__The task__
From the line with "If you could pick out the hairy flower" through the final line, please write out the listing exactly, including both of those lines.

__Records for the task__
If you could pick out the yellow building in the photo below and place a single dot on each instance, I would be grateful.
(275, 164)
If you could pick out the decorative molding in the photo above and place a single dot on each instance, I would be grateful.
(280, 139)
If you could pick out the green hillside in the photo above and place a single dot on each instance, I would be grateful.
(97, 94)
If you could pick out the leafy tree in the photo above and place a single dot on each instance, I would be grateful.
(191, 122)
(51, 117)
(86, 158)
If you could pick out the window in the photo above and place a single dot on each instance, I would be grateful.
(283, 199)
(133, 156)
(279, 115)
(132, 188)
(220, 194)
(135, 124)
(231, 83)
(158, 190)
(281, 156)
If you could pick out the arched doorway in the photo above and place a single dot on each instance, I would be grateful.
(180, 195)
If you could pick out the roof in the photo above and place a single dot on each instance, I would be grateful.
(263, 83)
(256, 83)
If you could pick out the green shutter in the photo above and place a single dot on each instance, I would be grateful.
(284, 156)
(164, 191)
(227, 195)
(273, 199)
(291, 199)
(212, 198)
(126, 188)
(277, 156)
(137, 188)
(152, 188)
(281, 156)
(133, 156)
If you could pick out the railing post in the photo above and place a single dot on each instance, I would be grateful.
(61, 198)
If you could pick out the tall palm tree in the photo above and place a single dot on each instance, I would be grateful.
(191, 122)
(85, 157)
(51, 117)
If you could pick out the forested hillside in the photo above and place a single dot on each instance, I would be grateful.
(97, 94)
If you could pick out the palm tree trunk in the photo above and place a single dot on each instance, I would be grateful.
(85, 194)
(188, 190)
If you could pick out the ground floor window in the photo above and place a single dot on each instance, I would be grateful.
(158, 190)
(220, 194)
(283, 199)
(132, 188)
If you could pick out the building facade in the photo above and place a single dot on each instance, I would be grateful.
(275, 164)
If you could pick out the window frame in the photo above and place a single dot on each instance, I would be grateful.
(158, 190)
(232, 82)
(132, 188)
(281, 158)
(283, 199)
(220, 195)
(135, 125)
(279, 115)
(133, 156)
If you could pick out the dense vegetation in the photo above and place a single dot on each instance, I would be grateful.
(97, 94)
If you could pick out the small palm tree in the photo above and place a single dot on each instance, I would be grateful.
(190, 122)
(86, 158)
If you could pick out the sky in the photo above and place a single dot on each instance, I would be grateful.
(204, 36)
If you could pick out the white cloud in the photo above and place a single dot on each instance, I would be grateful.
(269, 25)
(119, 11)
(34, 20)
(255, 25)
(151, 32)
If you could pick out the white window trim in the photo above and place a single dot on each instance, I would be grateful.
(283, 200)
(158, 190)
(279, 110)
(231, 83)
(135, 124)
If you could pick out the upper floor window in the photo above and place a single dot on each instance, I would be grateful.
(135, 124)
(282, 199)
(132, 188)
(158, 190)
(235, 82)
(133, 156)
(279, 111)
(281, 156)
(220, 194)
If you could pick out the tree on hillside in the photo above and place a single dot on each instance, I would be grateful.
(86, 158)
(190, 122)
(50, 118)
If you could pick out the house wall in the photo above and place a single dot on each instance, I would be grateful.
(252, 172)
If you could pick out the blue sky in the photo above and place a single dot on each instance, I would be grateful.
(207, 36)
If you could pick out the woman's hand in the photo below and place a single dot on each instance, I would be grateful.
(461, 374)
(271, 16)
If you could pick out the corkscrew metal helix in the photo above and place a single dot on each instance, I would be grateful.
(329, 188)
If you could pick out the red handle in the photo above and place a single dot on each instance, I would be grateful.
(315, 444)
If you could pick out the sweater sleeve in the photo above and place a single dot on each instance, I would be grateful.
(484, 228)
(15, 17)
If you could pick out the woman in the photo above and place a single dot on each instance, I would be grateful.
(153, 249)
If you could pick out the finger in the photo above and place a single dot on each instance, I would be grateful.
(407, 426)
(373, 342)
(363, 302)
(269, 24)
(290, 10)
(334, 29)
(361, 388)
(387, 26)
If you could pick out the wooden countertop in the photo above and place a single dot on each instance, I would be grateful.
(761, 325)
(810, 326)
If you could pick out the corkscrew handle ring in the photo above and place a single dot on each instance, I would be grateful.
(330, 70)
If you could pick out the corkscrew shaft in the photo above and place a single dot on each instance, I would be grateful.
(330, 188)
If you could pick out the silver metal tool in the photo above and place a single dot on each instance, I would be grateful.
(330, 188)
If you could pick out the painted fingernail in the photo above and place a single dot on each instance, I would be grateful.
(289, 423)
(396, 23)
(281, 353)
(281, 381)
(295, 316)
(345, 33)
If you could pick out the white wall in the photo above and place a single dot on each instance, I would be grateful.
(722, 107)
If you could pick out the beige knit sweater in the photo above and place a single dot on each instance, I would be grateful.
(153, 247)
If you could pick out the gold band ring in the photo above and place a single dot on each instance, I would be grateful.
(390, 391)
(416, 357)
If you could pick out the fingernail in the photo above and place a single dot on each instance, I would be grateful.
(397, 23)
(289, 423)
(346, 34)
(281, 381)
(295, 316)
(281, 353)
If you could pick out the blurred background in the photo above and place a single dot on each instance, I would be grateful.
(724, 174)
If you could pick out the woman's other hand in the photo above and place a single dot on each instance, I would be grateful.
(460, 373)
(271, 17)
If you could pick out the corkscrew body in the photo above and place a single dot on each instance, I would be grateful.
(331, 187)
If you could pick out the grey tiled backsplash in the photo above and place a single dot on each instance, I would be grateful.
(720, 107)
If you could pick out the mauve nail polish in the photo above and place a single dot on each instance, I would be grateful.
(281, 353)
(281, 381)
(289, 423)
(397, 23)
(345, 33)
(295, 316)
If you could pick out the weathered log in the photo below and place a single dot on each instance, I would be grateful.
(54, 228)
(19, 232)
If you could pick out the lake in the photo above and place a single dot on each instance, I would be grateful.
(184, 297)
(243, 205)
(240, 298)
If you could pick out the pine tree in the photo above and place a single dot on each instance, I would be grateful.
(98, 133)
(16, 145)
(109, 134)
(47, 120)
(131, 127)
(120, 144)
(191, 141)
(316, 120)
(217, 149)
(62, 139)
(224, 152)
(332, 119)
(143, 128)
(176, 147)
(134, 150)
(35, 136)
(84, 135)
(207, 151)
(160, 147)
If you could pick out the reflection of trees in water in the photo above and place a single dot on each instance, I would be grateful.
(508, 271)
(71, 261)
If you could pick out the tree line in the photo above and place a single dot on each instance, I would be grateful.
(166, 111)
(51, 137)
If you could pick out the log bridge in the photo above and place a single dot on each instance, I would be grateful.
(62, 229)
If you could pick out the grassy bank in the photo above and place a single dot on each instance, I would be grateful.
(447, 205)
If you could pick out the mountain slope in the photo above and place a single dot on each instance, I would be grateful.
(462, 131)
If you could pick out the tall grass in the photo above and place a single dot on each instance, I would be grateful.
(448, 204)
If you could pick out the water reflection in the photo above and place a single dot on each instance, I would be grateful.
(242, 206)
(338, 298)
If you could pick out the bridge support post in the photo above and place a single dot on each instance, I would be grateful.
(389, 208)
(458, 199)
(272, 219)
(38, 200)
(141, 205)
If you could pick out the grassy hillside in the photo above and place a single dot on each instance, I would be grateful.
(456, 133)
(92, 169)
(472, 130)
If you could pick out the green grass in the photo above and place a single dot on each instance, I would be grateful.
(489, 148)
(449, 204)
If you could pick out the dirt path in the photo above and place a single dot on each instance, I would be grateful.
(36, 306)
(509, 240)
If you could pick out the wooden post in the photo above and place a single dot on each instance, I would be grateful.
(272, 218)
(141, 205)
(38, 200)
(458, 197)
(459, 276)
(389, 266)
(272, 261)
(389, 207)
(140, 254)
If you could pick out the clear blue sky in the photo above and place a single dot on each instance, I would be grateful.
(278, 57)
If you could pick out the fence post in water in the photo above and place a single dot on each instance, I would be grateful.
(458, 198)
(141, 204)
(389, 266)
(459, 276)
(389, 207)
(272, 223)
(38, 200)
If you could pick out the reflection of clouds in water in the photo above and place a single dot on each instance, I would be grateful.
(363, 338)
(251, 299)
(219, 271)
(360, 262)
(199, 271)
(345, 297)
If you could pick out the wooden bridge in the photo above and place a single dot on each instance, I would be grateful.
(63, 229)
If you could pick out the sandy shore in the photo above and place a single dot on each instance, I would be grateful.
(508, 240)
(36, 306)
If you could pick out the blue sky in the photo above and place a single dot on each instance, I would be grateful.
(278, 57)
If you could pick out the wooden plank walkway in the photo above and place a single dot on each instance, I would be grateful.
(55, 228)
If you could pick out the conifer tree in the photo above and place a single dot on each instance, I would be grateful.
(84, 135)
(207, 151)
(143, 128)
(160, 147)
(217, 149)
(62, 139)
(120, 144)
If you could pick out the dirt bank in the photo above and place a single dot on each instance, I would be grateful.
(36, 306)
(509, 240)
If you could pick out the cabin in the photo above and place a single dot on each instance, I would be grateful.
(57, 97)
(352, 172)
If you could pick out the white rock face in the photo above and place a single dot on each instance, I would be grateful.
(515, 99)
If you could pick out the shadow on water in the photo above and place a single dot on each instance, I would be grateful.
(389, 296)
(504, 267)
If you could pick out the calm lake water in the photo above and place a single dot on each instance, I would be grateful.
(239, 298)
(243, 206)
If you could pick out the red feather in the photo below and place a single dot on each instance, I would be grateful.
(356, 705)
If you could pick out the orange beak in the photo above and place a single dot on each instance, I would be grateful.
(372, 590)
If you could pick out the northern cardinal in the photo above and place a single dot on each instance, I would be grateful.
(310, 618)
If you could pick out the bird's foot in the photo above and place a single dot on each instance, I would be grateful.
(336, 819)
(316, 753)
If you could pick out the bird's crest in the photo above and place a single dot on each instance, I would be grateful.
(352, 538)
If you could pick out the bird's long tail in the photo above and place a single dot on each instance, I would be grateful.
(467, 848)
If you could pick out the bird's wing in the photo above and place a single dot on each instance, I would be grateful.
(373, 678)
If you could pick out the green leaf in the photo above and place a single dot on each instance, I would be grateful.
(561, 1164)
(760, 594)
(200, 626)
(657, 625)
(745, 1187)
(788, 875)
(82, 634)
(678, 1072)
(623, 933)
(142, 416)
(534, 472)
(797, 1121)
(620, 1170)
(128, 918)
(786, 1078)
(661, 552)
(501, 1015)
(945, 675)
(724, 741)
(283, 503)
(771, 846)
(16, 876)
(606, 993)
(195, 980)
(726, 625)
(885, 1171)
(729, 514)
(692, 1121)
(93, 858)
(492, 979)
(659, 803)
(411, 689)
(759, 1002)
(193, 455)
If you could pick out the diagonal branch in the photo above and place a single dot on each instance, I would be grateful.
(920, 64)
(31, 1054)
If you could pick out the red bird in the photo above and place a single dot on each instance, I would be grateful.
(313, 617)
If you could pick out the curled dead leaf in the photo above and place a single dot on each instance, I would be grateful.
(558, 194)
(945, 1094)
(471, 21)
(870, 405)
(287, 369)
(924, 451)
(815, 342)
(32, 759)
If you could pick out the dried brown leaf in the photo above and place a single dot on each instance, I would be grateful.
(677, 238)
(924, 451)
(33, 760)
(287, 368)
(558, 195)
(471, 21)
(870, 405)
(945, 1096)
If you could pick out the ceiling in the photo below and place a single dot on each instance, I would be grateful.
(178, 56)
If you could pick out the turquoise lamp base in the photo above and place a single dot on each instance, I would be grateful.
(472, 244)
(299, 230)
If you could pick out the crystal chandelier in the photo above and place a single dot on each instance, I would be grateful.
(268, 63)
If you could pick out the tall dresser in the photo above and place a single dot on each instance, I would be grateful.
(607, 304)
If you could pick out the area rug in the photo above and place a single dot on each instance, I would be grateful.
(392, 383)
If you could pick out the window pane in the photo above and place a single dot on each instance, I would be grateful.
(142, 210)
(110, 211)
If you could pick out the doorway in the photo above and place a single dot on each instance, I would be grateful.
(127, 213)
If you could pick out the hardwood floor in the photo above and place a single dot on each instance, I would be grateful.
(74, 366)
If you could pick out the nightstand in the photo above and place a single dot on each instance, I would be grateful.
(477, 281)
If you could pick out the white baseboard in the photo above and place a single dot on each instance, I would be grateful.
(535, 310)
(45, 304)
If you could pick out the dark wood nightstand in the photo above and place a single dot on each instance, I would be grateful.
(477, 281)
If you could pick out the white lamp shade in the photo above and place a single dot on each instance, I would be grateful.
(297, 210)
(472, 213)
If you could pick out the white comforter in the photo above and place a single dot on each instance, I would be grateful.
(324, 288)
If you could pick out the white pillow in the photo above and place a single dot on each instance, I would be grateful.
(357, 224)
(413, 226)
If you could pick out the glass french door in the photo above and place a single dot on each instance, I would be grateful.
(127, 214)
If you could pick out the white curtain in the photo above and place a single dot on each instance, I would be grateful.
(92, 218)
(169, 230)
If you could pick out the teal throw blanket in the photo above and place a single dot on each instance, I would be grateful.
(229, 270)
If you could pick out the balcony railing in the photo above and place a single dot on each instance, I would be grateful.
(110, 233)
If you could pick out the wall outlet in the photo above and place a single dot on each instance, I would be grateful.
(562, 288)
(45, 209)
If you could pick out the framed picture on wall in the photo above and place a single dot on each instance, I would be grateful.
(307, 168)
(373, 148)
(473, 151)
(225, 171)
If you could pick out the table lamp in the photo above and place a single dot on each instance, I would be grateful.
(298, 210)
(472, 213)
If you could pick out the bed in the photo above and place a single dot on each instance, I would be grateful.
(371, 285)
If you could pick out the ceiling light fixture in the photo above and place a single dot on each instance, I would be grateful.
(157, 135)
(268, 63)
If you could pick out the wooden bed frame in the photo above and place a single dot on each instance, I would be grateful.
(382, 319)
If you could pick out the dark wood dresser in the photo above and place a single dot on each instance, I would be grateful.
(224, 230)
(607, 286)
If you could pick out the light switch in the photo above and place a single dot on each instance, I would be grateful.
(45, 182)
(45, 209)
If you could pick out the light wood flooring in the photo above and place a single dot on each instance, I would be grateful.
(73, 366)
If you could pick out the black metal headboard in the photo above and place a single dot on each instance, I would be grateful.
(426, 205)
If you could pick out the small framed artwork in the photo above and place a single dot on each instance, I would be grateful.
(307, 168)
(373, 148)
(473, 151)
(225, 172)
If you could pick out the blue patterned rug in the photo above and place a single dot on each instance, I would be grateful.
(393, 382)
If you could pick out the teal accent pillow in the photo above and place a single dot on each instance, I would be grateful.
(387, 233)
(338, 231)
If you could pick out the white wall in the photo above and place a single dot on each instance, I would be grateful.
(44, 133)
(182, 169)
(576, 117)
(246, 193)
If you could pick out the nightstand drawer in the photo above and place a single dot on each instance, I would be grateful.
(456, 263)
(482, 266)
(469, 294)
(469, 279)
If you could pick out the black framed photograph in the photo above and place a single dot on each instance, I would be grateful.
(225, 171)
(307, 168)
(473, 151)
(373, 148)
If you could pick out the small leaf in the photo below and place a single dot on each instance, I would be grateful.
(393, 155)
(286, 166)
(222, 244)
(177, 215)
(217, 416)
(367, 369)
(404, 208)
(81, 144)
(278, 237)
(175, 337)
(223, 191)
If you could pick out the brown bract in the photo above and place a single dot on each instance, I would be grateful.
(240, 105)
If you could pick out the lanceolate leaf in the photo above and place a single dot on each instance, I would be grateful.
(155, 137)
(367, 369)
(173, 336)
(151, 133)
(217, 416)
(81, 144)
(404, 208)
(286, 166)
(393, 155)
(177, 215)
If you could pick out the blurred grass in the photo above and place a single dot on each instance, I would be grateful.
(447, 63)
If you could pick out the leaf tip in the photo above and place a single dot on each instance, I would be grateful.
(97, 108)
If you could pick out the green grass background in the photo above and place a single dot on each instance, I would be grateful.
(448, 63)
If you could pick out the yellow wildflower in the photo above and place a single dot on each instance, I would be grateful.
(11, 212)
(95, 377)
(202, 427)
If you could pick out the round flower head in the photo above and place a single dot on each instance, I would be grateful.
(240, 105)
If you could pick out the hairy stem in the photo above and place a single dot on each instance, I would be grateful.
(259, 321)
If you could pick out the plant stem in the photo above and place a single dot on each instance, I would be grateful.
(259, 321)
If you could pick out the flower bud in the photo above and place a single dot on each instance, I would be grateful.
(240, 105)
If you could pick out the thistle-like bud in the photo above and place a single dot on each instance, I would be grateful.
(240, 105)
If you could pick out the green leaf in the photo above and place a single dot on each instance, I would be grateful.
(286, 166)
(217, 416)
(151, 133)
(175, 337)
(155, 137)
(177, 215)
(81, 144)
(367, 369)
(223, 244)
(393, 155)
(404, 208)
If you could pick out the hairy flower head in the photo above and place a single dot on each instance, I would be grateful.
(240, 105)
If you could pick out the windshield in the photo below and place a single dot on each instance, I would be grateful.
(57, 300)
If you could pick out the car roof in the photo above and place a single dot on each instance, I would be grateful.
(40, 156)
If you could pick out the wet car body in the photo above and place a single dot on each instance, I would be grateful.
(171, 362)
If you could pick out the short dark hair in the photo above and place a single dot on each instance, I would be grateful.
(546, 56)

__Exercise solution__
If you could pick out the hairy flower head in the photo above and place a single dot on each instance, I would be grateful.
(240, 105)
If you could pick out the windshield in the photo below and place a single dot on each instance, I would be grateful.
(57, 300)
If you could pick out the car roof in the photo above and place a single dot on each instance, I would be grateful.
(40, 156)
If you could pick out the wet car body in the photo above and place a single dot on each instance, I would be grateful.
(171, 362)
If you could pick out the short dark hair in the photo above and place a single dot on each instance, I would be grateful.
(546, 56)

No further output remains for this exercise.